(Instruções de trabalho):
Reescreva o trecho sobre a Pastoral da Criança, tudo desde "A terceira parte" até "criam mais estratégias.", trocando "líderes" por "agentes".

(Trecho do documento):

=-=-=

Em uma experiência numa comunidade, enquanto as mães eram orientadas sobre como preparar de maneira saudável a alimentação dos filhos, uma cesta foi colocada diante das crianças com salgadinhos, bolachas, doces, chocolates, maçãs, pêras, bananas. O que sobrou não é nenhum pouco imprevisível: apenas as frutas. "Nossa missão frente a isso é transformar informações básicas em uma ação capaz de salvar vidas e de propor vidas locais", finaliza a irmã.

ENTENDA A METODOLOGIA

O trabalho da Pastoral da Criança é dividido em três ações. A primeira parte é a da visita. Cada líder tem de 10 a 15 crianças que acompanha. Ao chegar no lar eles analisam fatores básicos de higiene, alimentação, escolaridade, enfim, traçam um perfil da família e do que precisa ser feito.

A segunda parte é a Celebração da Vida, quando ocorre a pesagem da criança e são feitas orientações, receitas práticas de sucos e bolos a Multimistura, um complemento alimentar feito de farelo de arroz, de trigo, folha de mandioca e folha de abóbora ou cenoura.

A terceira parte do processo é a reunião de reflexão e avaliação, onde os líderes discutem entre si os desafios e alegrias das respectivas famílias que acompanham. Este é o momento em que esses articuladores da comunidade criam mais estratégias.

A POLÊMICA DA MORTE NO BERÇO

Nesta semana a Pastoral da criança lança em Umuarama uma campanha a respeito da morte súbita. No Paraná, há quatro mortes súbitas de crianças de 0 a 1 ano por semana. A polêmica palpita na questão da posição em que a criança deve dormir. O difícil é colocar na cabeça das famílias que o ideal para a criança dormir, é a posição de supinação (deitada de barriga para cima). A resistência, segundo Clarice, é geral, até mesmo de líderes. Para isso, começa a partir de agora uma corrida na tentativa de diminuir o número de mortes súbitas e convencer as famílias de como fazer isso. Dormir de barriga para cima ou para baixo parece uma coisa simples, mas os grandes problemas enfrentados pela Pastoral giram em torno de coisas simples e têm também soluções simples, mas às vezes dificultadas por quem deve executá-las. "Muitos argumentam que, por exemplo, se a criança vomita, ela poderá se afogar. Melhor é a criança se afogar, do que morrer".

=-=-=

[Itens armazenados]
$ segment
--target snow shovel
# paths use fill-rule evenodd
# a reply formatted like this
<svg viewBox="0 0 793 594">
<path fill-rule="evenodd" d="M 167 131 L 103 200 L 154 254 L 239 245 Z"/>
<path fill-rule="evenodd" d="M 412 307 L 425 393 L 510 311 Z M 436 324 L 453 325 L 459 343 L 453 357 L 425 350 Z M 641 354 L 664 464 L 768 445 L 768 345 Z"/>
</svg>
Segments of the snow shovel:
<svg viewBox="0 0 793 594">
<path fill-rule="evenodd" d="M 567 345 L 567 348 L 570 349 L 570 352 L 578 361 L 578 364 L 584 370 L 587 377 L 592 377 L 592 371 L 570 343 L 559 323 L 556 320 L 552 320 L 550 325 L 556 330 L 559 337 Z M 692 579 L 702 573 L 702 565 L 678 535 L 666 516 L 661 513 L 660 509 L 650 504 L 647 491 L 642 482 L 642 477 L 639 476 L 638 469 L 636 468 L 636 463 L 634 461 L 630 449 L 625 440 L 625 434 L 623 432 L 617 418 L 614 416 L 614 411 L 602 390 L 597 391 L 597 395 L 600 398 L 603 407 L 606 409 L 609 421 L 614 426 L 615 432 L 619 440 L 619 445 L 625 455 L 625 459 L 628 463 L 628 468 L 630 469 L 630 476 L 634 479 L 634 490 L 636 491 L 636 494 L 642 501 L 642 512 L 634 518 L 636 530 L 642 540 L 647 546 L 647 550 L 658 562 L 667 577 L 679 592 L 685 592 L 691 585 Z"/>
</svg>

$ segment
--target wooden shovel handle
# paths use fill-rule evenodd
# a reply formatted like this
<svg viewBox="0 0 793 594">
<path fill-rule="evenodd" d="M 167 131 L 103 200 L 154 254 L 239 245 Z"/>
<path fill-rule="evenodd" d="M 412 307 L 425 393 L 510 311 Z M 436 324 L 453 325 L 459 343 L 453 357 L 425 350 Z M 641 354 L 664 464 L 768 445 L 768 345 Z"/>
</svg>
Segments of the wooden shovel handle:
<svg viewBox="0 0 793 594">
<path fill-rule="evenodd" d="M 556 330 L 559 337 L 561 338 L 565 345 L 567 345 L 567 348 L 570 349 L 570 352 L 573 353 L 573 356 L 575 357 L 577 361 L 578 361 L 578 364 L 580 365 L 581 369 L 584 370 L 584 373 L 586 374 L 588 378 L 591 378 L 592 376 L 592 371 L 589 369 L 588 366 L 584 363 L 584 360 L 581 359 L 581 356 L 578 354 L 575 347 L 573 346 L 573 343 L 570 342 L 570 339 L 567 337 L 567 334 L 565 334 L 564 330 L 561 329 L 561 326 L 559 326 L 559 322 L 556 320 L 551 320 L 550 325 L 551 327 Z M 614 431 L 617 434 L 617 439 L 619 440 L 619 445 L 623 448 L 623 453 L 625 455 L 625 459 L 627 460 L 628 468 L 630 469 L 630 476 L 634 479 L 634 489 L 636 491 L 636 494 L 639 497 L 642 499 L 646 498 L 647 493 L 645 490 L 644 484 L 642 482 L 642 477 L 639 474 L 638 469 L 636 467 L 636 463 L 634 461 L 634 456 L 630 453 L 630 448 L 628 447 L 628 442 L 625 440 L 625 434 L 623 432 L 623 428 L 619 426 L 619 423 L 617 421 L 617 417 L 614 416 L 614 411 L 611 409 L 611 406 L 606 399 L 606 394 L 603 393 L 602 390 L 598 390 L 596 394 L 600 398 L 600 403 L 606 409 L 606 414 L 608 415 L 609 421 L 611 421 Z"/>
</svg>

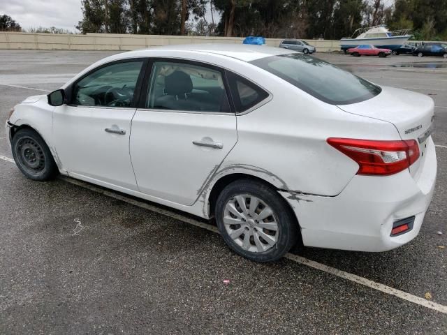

=-=-=

(Resposta da tarefa):
A terceira parte do processo é a reunião de reflexão e avaliação, onde os agentes discutem entre si os desafios e alegrias das respectivas famílias que acompanham. Este é o momento em que esses articuladores da comunidade criam mais estratégias.